The problem:
Return the listing below word for word.

Point-based annotation data:
+++
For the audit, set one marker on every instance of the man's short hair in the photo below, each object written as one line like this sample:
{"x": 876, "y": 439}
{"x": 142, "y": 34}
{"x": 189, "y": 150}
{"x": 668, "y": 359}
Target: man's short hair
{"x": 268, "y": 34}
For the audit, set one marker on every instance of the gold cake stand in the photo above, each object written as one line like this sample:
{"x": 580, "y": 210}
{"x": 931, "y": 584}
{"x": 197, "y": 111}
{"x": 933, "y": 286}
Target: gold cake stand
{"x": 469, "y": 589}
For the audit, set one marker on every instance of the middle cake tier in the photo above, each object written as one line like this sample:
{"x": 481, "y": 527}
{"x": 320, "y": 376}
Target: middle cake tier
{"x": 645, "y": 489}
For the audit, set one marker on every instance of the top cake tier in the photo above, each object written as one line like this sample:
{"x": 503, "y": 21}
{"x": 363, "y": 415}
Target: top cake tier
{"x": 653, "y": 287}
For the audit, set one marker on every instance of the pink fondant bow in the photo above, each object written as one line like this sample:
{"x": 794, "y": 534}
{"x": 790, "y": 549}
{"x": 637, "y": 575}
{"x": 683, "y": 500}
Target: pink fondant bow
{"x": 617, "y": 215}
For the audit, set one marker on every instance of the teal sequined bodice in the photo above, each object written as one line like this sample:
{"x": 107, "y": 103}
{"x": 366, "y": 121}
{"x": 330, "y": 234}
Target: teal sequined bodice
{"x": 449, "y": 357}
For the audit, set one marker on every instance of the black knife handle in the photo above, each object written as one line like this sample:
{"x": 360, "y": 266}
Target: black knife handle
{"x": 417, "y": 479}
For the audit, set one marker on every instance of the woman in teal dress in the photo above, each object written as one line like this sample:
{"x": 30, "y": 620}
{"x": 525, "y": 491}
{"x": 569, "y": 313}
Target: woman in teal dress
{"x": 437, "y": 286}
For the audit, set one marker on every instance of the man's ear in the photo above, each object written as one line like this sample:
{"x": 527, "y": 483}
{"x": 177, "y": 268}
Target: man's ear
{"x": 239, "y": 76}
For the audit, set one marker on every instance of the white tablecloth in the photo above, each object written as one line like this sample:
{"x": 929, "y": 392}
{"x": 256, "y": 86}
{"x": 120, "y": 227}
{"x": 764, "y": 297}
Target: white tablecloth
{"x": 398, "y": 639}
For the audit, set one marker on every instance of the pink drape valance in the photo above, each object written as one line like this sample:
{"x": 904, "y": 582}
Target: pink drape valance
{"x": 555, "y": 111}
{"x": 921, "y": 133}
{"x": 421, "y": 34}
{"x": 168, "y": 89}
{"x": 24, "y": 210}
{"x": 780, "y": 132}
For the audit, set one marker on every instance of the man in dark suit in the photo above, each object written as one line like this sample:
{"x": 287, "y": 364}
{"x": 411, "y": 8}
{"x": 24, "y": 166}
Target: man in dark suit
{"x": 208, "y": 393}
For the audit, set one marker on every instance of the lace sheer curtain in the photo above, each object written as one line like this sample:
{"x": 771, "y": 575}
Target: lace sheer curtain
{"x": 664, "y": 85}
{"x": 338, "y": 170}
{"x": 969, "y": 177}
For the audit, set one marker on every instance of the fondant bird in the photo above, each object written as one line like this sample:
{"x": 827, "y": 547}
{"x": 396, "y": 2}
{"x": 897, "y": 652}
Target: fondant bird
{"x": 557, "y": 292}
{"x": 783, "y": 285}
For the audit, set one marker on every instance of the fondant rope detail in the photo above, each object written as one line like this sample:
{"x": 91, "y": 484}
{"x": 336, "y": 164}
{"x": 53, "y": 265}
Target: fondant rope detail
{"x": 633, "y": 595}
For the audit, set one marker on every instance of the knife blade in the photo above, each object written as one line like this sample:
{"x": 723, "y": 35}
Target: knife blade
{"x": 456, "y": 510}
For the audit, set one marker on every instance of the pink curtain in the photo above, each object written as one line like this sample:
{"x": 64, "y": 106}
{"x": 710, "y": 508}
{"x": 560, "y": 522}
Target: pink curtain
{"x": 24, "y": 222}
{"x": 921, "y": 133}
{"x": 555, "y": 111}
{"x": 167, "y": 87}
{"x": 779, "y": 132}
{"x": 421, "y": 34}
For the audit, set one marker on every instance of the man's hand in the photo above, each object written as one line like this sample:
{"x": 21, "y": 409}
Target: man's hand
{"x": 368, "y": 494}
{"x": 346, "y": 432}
+++
Reply:
For the audit, set one marker on every instance of the man's short hair in the photo below, each object written as one line like this sample:
{"x": 876, "y": 439}
{"x": 142, "y": 34}
{"x": 189, "y": 150}
{"x": 668, "y": 359}
Target: man's short hair
{"x": 268, "y": 34}
For the audit, set one marker on every instance of the gold cake stand in the photo above, each object written as one line like this sample:
{"x": 580, "y": 210}
{"x": 931, "y": 584}
{"x": 197, "y": 111}
{"x": 933, "y": 286}
Target: gold cake stand
{"x": 469, "y": 589}
For the audit, set one marker on every instance of the middle cake tier in the photo above, each object written as one line like this sample:
{"x": 481, "y": 527}
{"x": 320, "y": 376}
Target: middle cake tier
{"x": 645, "y": 489}
For the audit, set one marker on every instance of the top cake tier in the photo above, each object written as one line like this sample:
{"x": 503, "y": 21}
{"x": 363, "y": 415}
Target: top cake tier
{"x": 653, "y": 287}
For the audit, set one marker on every instance of the pink fondant bow in the photo above, each object written as one line like this sample:
{"x": 794, "y": 534}
{"x": 790, "y": 549}
{"x": 637, "y": 575}
{"x": 683, "y": 500}
Target: pink fondant bow
{"x": 617, "y": 215}
For the audit, set one marker on every instance of the teal sequined bodice in the photo above, each object written as one line like this sample:
{"x": 107, "y": 103}
{"x": 366, "y": 121}
{"x": 330, "y": 234}
Target: teal sequined bodice
{"x": 449, "y": 357}
For the audit, set one marker on every instance of the black knife handle in the photo above, each object written as one line like this sample:
{"x": 360, "y": 266}
Target: black knife handle
{"x": 417, "y": 479}
For the audit, set one marker on every instance of the woman in teal dress in the photo above, each object written as one line like this sample:
{"x": 30, "y": 620}
{"x": 525, "y": 491}
{"x": 569, "y": 313}
Target: woman in teal dress
{"x": 437, "y": 286}
For the audit, set one marker on every instance of the man's ear in the photo above, each object written as one line like this sample:
{"x": 527, "y": 483}
{"x": 177, "y": 268}
Target: man's ear
{"x": 239, "y": 76}
For the audit, set one marker on every instance of the white tablecloth in the photo above, each object written as one line like this sample:
{"x": 929, "y": 392}
{"x": 256, "y": 86}
{"x": 120, "y": 227}
{"x": 764, "y": 297}
Target: white tablecloth
{"x": 398, "y": 639}
For the audit, set one marker on every instance of the pink drape valance in the photo above, each object written as one line like this sample:
{"x": 904, "y": 582}
Target: pink drape valance
{"x": 555, "y": 111}
{"x": 921, "y": 133}
{"x": 421, "y": 34}
{"x": 168, "y": 89}
{"x": 24, "y": 210}
{"x": 780, "y": 132}
For the audit, set one marker on every instance of the man in dark suit in the photo above, each object written as one line like this sample:
{"x": 287, "y": 364}
{"x": 411, "y": 8}
{"x": 24, "y": 166}
Target: man in dark suit
{"x": 208, "y": 393}
For the audit, set one marker on every instance of the lace sheer curtain in the photo above, each object written as one line like this sample:
{"x": 771, "y": 575}
Target: lace sheer curtain
{"x": 664, "y": 85}
{"x": 338, "y": 170}
{"x": 969, "y": 177}
For the audit, set one marker on every instance of the fondant bird in the photo above, each object written as one line like this sample:
{"x": 827, "y": 547}
{"x": 396, "y": 2}
{"x": 897, "y": 652}
Target: fondant bird
{"x": 557, "y": 292}
{"x": 783, "y": 285}
For the audit, set one marker on every instance of the fondant rope detail in the photo above, each object written as one line like this sample:
{"x": 91, "y": 484}
{"x": 336, "y": 164}
{"x": 53, "y": 265}
Target: fondant rope detail
{"x": 633, "y": 595}
For the audit, set one marker on every instance of the knife blade in the photo above, each object written as one line like this sample:
{"x": 723, "y": 35}
Target: knife blade
{"x": 456, "y": 510}
For the audit, set one marker on every instance of the pink curtain in the photo above, each object written as one line like this sample:
{"x": 64, "y": 106}
{"x": 710, "y": 508}
{"x": 560, "y": 522}
Target: pink curtain
{"x": 24, "y": 222}
{"x": 921, "y": 133}
{"x": 555, "y": 111}
{"x": 167, "y": 87}
{"x": 779, "y": 132}
{"x": 421, "y": 34}
For the audit, set one marker on every instance of the man's hand in the photo above, each object written as one line like this sample:
{"x": 21, "y": 409}
Target: man's hand
{"x": 368, "y": 494}
{"x": 346, "y": 432}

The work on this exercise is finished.